(Object position labeling rows)
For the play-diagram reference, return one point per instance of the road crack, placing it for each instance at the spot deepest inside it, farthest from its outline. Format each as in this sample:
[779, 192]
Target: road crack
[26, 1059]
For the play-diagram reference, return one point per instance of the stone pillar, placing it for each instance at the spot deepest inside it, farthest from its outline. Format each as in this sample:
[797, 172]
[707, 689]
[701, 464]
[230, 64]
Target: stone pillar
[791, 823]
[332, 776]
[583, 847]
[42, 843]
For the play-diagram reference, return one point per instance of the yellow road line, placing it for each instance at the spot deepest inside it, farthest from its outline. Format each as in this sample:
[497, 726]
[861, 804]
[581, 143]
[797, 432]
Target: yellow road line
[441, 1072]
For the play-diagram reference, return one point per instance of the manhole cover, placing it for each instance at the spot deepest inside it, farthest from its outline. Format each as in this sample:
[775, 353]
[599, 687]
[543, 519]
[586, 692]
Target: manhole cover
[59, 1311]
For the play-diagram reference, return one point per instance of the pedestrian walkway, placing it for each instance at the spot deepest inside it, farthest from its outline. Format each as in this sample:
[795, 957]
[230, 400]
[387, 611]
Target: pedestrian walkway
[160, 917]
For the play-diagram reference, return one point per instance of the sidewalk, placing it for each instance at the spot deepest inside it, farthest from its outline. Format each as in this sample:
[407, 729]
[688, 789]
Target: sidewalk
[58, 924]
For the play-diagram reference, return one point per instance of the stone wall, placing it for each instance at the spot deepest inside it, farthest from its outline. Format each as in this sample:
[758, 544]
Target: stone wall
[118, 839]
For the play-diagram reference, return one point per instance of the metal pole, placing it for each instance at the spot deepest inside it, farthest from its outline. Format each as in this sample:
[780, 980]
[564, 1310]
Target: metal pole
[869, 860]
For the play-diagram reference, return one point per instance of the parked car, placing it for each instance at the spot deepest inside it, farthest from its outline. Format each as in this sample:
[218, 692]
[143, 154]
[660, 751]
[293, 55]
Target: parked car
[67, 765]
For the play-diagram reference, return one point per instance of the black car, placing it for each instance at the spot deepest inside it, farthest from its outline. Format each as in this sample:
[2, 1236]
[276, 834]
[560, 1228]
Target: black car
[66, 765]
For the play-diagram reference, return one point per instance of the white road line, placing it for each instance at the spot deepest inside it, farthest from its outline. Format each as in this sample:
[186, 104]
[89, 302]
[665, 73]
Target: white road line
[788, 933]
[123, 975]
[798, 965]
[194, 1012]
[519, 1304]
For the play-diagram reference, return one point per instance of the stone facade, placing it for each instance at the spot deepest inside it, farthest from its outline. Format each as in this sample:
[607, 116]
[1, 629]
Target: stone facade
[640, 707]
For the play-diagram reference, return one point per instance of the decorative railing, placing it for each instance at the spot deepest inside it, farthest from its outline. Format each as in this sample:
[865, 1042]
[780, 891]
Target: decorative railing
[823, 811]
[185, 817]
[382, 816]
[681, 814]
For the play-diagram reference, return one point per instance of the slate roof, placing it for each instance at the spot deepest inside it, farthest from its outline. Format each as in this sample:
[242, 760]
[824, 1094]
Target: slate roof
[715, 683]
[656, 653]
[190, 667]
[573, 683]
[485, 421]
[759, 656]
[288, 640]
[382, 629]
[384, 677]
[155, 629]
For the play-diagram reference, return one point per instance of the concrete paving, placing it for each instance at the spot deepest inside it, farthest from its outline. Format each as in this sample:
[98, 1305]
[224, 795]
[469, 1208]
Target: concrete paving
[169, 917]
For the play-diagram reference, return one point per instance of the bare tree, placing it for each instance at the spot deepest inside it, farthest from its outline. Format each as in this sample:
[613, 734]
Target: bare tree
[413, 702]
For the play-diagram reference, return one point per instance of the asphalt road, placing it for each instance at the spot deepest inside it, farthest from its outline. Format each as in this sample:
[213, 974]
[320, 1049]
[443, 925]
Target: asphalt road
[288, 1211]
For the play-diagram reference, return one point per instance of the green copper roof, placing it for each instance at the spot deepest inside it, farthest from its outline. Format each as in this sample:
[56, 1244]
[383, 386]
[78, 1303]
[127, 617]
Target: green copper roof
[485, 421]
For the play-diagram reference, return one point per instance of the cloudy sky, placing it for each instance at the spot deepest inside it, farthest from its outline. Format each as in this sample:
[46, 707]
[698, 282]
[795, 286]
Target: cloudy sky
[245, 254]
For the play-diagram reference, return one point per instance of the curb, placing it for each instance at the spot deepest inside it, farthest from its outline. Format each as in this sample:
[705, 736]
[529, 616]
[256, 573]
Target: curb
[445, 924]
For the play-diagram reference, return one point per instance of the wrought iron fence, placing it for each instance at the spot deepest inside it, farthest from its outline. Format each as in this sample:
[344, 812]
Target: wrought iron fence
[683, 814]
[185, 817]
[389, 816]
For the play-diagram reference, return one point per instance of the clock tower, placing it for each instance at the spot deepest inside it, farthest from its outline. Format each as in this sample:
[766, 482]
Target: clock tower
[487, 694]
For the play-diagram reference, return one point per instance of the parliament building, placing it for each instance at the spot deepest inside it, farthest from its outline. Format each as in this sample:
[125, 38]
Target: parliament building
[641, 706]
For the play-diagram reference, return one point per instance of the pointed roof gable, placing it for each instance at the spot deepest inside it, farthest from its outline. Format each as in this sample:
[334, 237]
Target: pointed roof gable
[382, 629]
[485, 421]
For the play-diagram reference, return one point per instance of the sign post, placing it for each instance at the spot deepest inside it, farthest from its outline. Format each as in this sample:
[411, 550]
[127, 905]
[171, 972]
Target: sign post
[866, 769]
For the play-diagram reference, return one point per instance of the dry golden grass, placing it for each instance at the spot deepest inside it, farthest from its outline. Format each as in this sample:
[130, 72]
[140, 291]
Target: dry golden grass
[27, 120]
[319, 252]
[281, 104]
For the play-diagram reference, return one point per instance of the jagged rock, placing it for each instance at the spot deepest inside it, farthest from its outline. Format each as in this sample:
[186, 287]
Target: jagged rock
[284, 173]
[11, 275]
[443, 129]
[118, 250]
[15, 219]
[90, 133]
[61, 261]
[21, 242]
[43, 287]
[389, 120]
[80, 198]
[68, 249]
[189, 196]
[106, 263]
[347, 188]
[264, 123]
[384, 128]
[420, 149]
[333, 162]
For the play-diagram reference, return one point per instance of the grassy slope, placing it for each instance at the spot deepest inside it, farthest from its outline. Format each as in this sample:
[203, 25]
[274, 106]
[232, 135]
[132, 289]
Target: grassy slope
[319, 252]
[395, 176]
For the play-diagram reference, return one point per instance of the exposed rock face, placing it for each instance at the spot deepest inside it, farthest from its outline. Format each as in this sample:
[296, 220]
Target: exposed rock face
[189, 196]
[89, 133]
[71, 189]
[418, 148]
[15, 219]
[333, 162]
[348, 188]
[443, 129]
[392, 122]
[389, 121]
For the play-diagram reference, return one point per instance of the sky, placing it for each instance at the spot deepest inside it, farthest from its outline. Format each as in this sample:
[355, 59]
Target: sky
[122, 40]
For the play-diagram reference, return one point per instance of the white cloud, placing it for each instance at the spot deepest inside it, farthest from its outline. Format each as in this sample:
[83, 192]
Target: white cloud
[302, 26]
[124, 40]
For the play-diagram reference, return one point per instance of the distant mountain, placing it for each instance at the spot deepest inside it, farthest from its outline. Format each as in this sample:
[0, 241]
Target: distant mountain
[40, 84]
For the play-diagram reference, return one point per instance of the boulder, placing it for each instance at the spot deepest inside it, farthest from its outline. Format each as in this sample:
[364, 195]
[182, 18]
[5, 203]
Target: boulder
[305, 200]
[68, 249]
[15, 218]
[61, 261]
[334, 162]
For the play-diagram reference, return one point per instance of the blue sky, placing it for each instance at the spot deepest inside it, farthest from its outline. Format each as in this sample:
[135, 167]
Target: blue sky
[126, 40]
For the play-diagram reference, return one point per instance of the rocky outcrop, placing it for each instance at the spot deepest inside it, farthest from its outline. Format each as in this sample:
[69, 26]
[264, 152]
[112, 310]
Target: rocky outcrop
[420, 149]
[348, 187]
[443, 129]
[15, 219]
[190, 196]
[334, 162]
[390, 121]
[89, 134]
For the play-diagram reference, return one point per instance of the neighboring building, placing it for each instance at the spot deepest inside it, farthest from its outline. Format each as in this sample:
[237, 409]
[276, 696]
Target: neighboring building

◆ The exercise
Arrange the lines of the rows as a Markdown table with the columns Line No. and Text, starting at the line that contains "of the blue" and ending at the last line of the rows. Number each line in order and leave out blank lines.

◆ Response to this task
| Line No. | Text |
|---|---|
| 1 | For the play-diagram reference, return one point per instance of the blue sky, placing it for each instance at the spot deepest inside it, farthest from its outline. Format each as in this sample: |
| 2 | [135, 167] |
| 3 | Target: blue sky |
| 4 | [126, 40] |
| 5 | For the play-diagram reference, return one point per instance of the rocky outcrop, placing it for each instance at the spot deepest inside it, farthest from its outline. Format each as in this sample: |
| 6 | [69, 26] |
| 7 | [264, 152] |
| 8 | [112, 310] |
| 9 | Target: rocky outcrop |
| 10 | [420, 149] |
| 11 | [348, 187] |
| 12 | [443, 129] |
| 13 | [15, 219] |
| 14 | [190, 196] |
| 15 | [334, 162] |
| 16 | [390, 121] |
| 17 | [89, 134] |
| 18 | For the play-diagram reference, return one point per instance of the neighboring building, placing it for each instance at the spot deepest inside it, farthest from its outline. Format each as in this sample: |
| 19 | [237, 409] |
| 20 | [276, 696] |
| 21 | Target: neighboring building |